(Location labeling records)
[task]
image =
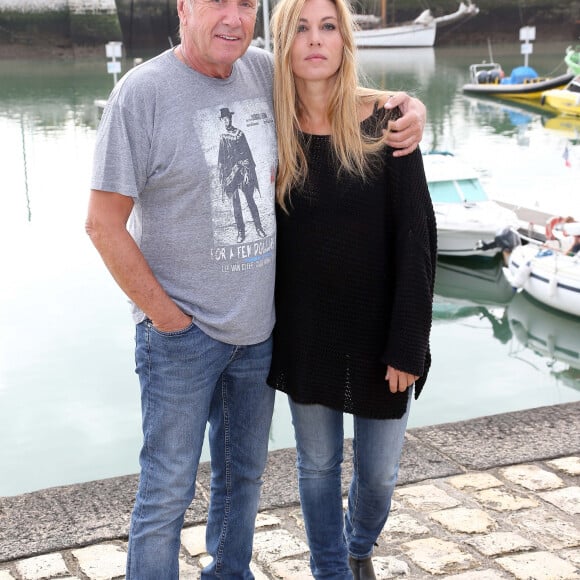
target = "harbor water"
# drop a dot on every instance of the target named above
(69, 397)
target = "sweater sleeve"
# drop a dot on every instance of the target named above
(415, 258)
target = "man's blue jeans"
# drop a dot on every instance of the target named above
(377, 446)
(188, 379)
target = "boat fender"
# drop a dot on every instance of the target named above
(522, 275)
(507, 239)
(551, 225)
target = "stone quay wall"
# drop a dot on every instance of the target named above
(58, 23)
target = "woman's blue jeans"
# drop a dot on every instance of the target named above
(187, 380)
(377, 445)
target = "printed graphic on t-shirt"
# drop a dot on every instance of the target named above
(241, 146)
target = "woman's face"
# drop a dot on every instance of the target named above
(318, 46)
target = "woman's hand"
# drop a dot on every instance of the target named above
(399, 381)
(405, 133)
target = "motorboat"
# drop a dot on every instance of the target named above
(489, 79)
(472, 281)
(547, 273)
(572, 60)
(469, 223)
(473, 286)
(565, 101)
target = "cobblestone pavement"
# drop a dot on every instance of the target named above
(520, 521)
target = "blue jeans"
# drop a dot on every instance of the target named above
(377, 446)
(188, 379)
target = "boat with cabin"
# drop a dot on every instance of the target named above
(469, 223)
(550, 272)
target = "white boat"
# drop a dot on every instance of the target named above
(549, 275)
(472, 281)
(421, 32)
(468, 222)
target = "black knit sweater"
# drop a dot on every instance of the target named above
(354, 283)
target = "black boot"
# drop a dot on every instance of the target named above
(362, 569)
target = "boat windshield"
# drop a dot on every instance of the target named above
(460, 191)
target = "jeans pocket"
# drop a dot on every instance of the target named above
(183, 331)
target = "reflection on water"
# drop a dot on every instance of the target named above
(550, 333)
(69, 401)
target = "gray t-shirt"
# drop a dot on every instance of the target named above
(199, 157)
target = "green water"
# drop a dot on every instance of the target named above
(69, 401)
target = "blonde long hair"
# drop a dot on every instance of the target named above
(353, 150)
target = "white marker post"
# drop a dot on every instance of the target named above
(114, 51)
(527, 36)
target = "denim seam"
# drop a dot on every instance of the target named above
(228, 479)
(145, 488)
(355, 482)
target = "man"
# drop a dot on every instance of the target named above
(237, 172)
(203, 306)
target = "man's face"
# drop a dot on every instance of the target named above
(217, 33)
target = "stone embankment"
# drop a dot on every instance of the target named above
(487, 499)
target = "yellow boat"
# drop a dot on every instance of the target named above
(488, 79)
(567, 100)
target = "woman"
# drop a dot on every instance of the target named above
(356, 259)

● **Exercise directions**:
Please count the lines in the records that contain the string "shirt". Give only the number.

● **Exercise response**:
2